## begin

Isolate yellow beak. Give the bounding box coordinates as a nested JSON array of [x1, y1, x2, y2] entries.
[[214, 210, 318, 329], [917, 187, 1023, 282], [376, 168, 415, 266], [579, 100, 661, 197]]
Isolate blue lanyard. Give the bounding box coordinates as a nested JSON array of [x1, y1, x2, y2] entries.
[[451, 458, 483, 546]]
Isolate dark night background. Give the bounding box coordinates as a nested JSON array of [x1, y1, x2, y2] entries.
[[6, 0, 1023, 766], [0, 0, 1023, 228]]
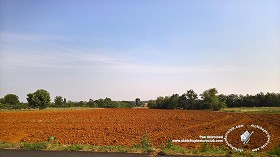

## end

What is expected ▸ Format all the lines in the entries above as a numbered list, skipping blank lines and omitting the pictures.

The result ▸
1. Isolate yellow beak. Give the bounding box coordinates as a nested JSON array of [x1, y1, x2, y2] entries.
2. [[214, 210, 318, 329], [917, 187, 1023, 282], [376, 168, 415, 266], [579, 100, 661, 197]]
3. Isolate blue lanyard. Give the bounding box coordinates as a nested JSON array of [x1, y1, x2, y2] entries.
4. [[451, 458, 483, 546]]
5. Isolate dark night background. Give the bounding box coordinates as a nested JSON array of [x1, y1, x2, y2] entries.
6. [[6, 0, 1023, 766], [0, 0, 1023, 228]]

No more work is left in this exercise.